**EXTRACT:**
Critically, physical devices such as the network continue to deliver events at the same rate to both OSes. The dilated OS, therefore, perceives twice the network I/O rate because it experiences only half the delay between I/O events. In particular, the ``undilated'' OS observes a delay of 100 ms between packet arrivals, while the dilated OS observes only 50 ms between packet arrivals. From the dilated frame of reference, time dilation scales the observed I/O rate by the TDF (in this case two).

Interestingly, time dilation scales the perceived available processing power as well. A system will experience TDF times as many cycles per perceived second from the processor. Such CPU scaling is particularly relevant to CPU-bound network processing because the number of cycles available to each arriving byte remains constant. For instance, a machine with TDF of 10 sees a 10 times faster network, but would also experience a tenfold increase in CPU cycles per second.

By employing large TDF values, time dilation enables external stimuli to appear to take place at higher rates than would be physically possible, presenting a number of interesting applications. Consider the following scenarios:

This work develops techniques to perform accurate time dilation for unmodified applications running on commodity operating systems and stock hardware with the goal of supporting the above scenarios. The process is relatively straightforward for simple cases, e.g., pipelined delivery of packets at a fixed rate with no losses. However, it becomes more difficult with complex protocols such as TCP that experience loss and react based on their measurements of round trip time to a remote host. To facilitate dilating time perceived by a host, we utilize virtual machine (VM) technology. Virtual machines traditionally have been used for their isolation capabilities: applications and operating systems running inside a VM can only access physical hardware through the virtual machine monitor. This interposition provides the additional potential to independently dilate time for each hosted virtual machine. In this paper, we are particularly interested in time dilation with respect to network devices; we leave faithful scaling of other subsystems to future work.

To study the impact of future networking technologies, we must also address the ratio of CPU power to network throughput. The number of cycles available per byte affects per-byte and per-packet overheads. Time dilation affects the relative rate of all external events, and the CPU is also scaled by the time dilation factor (TDF). For example, dilating time by a factor of 10 (TDF of 10) makes both the network and CPU appear to run ten times faster. Because we have chosen to implement time dilation within the context of a virtual machine monitor, we can control the relative amount of CPU time given to each VM independently.

**SUPPLIED MATERIAL:**

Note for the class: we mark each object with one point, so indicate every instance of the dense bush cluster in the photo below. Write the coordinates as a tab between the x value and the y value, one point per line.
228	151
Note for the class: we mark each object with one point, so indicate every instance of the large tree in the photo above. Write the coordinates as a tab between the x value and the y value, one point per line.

**TASK PROMPT:** Reproduce the time dilation passage beginning at the words "Interestingly, time dilation" and stopping after "cycles per second.", substituting "central processing unit" for "processor". The data above bear no relation to the time dilation passage.

**TASK OUTPUT:**
Interestingly, time dilation scales the perceived available processing power as well. A system will experience TDF times as many cycles per perceived second from the central processing unit. Such CPU scaling is particularly relevant to CPU-bound network processing because the number of cycles available to each arriving byte remains constant. For instance, a machine with TDF of 10 sees a 10 times faster network, but would also experience a tenfold increase in CPU cycles per second.